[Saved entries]
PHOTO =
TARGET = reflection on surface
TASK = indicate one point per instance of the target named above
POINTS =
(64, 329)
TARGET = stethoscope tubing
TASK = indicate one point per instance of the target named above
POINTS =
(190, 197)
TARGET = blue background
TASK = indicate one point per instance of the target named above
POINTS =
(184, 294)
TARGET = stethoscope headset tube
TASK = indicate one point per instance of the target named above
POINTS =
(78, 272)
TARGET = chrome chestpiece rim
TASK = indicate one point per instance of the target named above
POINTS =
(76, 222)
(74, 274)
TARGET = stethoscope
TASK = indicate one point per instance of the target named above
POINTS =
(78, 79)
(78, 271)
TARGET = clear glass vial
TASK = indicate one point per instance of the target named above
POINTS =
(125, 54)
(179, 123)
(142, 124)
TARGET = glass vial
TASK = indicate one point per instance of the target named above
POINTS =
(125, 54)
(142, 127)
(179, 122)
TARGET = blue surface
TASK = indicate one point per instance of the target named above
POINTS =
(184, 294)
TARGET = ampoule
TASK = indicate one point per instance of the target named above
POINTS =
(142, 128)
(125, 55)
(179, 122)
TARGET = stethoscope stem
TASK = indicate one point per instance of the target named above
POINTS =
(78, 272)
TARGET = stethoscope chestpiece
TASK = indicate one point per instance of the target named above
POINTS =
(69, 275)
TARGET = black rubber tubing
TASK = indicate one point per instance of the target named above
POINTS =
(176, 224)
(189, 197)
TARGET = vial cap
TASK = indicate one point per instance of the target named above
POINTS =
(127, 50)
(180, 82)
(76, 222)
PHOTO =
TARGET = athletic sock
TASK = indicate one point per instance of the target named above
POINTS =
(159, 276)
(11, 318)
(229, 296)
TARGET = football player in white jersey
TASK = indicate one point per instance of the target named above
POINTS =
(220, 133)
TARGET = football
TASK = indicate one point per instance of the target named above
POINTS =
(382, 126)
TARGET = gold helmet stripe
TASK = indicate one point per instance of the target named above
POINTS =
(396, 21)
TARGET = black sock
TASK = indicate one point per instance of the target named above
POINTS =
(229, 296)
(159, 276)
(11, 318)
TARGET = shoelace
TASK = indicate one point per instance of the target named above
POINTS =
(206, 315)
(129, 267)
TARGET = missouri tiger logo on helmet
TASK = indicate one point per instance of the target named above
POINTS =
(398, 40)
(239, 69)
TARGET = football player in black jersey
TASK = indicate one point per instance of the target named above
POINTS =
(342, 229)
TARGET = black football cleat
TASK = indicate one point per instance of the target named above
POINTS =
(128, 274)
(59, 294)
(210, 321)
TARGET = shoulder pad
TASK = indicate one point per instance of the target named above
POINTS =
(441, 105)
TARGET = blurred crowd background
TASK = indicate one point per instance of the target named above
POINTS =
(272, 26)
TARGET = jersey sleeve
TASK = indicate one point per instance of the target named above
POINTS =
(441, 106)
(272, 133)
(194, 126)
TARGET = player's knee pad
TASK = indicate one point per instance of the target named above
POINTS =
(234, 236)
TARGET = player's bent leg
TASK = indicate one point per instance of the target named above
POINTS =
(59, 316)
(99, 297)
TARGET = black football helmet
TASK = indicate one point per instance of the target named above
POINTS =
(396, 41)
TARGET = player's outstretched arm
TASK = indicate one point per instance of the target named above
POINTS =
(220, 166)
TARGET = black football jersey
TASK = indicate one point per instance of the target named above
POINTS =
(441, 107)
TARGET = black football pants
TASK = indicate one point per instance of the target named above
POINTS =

◆ The task ◆
Please present the lines of the listing from the line holding "TARGET = shoulder pad" through the end of the listing, inclusive, as a Markdown table with the columns "No." and "Text", numbering each row and omitting blank lines.

◆ Response to this exercise ◆
| No. | Text |
|---|---|
| 1 | TARGET = shoulder pad |
| 2 | TASK = indicate one point per instance of the target named above |
| 3 | POINTS = |
| 4 | (441, 105) |
| 5 | TARGET = blurred crowd background |
| 6 | TASK = indicate one point per instance of the target named above |
| 7 | POINTS = |
| 8 | (272, 26) |
| 9 | TARGET = jersey sleeve |
| 10 | TASK = indicate one point per instance of the target named above |
| 11 | POINTS = |
| 12 | (441, 106) |
| 13 | (272, 133) |
| 14 | (194, 126) |
| 15 | TARGET = player's knee pad |
| 16 | TASK = indicate one point per instance of the target named above |
| 17 | POINTS = |
| 18 | (234, 236) |
| 19 | TARGET = player's bent leg |
| 20 | TASK = indicate one point per instance of the target named above |
| 21 | POINTS = |
| 22 | (59, 316) |
| 23 | (99, 297) |
| 24 | TARGET = black football helmet |
| 25 | TASK = indicate one point per instance of the target named above |
| 26 | POINTS = |
| 27 | (396, 41) |
| 28 | TARGET = player's outstretched arm |
| 29 | TASK = indicate one point per instance of the target named above |
| 30 | POINTS = |
| 31 | (220, 166) |
| 32 | TARGET = black football jersey |
| 33 | TASK = indicate one point per instance of the target named above |
| 34 | POINTS = |
| 35 | (441, 107) |
| 36 | TARGET = black football pants |
| 37 | TASK = indicate one point per instance of the target named above |
| 38 | POINTS = |